_TASK TO CARRY OUT_
Please rewrite the records from the line with "Give a dot for each instance of the peaked" up to and including the line with "<point>744,209</point>", putting "officer's cap" in place of "peaked military cap" and leaving all else unchanged. Return only those lines.

begin RECORDS SUPPLIED

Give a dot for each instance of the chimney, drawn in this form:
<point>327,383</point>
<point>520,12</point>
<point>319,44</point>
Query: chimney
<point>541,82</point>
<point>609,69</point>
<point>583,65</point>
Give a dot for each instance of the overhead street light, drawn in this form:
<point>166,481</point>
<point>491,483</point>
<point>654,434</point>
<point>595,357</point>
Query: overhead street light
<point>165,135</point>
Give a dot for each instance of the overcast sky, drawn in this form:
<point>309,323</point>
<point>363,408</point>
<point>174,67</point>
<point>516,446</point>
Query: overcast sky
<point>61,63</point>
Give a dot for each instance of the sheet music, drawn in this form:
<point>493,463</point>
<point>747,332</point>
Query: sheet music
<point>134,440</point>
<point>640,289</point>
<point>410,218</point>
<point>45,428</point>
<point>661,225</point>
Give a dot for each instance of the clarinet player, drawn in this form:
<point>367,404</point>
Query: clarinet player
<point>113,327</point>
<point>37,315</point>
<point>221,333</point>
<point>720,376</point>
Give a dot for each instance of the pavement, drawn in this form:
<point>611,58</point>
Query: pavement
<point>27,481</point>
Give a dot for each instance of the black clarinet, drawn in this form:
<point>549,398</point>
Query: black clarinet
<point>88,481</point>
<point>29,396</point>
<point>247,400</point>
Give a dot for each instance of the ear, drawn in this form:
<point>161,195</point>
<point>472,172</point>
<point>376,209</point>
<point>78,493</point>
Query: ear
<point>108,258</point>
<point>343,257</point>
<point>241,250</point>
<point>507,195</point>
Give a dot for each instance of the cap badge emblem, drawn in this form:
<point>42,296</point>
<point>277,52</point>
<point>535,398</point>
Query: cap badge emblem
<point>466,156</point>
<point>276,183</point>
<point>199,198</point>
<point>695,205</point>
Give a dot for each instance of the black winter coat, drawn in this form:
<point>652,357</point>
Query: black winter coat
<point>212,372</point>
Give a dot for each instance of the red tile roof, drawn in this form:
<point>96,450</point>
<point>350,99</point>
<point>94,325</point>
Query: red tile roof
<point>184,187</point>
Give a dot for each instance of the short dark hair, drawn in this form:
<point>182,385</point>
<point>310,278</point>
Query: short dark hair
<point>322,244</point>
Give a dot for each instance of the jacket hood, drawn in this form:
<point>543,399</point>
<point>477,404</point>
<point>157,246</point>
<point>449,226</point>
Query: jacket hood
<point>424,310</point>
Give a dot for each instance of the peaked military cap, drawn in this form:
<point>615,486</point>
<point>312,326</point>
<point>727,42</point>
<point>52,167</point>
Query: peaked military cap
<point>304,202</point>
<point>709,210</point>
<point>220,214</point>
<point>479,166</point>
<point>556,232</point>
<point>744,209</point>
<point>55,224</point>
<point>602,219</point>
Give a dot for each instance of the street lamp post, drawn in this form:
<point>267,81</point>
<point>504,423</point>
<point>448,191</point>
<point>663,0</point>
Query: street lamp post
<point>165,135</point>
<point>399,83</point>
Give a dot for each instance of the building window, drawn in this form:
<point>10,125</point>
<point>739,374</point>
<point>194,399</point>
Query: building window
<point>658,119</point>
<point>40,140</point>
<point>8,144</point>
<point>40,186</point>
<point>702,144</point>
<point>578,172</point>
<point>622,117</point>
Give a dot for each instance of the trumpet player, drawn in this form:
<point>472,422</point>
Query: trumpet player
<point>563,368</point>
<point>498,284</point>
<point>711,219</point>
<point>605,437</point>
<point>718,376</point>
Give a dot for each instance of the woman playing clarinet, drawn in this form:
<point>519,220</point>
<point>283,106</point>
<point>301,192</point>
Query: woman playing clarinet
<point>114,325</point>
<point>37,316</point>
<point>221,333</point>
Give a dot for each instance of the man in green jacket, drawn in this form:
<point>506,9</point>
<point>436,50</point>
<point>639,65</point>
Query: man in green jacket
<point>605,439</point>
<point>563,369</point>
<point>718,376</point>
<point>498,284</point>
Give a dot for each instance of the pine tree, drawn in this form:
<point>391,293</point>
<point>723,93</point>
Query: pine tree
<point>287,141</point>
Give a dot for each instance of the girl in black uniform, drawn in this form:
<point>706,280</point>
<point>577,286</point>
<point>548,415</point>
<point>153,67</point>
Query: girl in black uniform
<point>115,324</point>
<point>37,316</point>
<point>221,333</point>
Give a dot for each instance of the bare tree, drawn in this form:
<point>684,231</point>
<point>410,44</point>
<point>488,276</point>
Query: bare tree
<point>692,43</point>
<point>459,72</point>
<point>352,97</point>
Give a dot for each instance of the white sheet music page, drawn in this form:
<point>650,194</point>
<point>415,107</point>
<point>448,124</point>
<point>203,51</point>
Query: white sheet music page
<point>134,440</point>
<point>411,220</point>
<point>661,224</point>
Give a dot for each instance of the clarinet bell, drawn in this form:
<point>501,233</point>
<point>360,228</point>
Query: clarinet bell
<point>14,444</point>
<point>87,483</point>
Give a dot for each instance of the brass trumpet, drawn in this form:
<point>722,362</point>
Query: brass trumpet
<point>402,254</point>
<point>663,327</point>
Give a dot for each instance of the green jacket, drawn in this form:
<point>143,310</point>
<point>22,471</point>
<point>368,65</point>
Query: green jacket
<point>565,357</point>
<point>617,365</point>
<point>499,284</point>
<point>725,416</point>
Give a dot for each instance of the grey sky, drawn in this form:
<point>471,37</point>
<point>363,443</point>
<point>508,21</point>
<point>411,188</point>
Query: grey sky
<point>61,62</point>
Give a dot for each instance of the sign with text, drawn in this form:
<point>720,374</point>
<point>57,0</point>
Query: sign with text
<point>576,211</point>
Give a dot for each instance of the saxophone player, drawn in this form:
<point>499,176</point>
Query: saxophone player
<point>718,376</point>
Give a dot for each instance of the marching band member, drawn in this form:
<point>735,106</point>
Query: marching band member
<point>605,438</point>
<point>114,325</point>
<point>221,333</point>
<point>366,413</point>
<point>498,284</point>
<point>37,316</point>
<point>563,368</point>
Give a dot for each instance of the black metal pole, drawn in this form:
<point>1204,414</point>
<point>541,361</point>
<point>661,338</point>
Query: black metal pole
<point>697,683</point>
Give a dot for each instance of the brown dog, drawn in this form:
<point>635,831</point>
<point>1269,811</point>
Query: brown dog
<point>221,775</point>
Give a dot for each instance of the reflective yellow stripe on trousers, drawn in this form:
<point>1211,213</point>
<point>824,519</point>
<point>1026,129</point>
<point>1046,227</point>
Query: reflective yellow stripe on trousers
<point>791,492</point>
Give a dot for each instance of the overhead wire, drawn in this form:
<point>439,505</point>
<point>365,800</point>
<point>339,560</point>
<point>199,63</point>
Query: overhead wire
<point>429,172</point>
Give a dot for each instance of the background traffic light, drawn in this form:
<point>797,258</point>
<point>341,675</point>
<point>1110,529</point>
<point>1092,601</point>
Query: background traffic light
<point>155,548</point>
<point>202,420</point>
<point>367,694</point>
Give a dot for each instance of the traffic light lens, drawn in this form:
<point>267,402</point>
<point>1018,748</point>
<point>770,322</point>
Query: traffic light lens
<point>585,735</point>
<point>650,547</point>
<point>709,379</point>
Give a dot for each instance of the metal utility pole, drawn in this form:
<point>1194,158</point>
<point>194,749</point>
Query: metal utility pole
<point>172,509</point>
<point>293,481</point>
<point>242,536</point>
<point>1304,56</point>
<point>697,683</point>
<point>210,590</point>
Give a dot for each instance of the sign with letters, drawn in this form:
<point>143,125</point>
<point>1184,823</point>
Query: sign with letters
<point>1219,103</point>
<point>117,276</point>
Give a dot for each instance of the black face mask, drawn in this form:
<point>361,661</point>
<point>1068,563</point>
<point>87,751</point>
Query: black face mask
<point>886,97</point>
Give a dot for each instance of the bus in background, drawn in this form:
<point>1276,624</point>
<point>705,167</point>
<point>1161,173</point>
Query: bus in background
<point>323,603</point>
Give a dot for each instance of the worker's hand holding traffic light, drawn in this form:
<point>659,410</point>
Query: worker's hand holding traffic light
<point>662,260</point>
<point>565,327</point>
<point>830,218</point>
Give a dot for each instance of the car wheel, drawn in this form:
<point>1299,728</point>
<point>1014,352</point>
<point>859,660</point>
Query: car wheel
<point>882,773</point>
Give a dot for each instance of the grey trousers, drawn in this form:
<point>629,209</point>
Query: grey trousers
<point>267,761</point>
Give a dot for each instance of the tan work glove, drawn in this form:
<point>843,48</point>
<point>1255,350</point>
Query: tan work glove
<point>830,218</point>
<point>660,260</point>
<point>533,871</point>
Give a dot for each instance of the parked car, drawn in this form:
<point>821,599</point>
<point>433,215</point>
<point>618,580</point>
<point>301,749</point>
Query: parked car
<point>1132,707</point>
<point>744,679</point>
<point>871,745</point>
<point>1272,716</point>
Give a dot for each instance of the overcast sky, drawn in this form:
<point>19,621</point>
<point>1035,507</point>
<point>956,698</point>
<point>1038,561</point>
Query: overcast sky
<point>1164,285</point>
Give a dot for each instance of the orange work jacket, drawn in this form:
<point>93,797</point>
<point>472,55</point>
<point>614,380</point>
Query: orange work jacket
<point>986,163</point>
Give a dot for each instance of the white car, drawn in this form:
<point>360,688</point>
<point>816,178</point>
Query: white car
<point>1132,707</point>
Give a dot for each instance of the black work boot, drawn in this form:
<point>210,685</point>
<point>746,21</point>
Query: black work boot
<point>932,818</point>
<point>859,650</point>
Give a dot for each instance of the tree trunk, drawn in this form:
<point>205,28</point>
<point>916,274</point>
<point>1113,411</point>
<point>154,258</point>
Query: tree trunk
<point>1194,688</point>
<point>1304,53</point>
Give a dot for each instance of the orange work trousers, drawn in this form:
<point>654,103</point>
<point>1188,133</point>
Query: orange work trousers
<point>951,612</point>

end RECORDS SUPPLIED

_TASK SOLUTION_
Give a dot for each instance of the officer's cap, drawn in this form:
<point>615,486</point>
<point>312,326</point>
<point>727,42</point>
<point>52,167</point>
Query: officer's cap
<point>304,202</point>
<point>709,210</point>
<point>220,214</point>
<point>479,166</point>
<point>556,232</point>
<point>744,209</point>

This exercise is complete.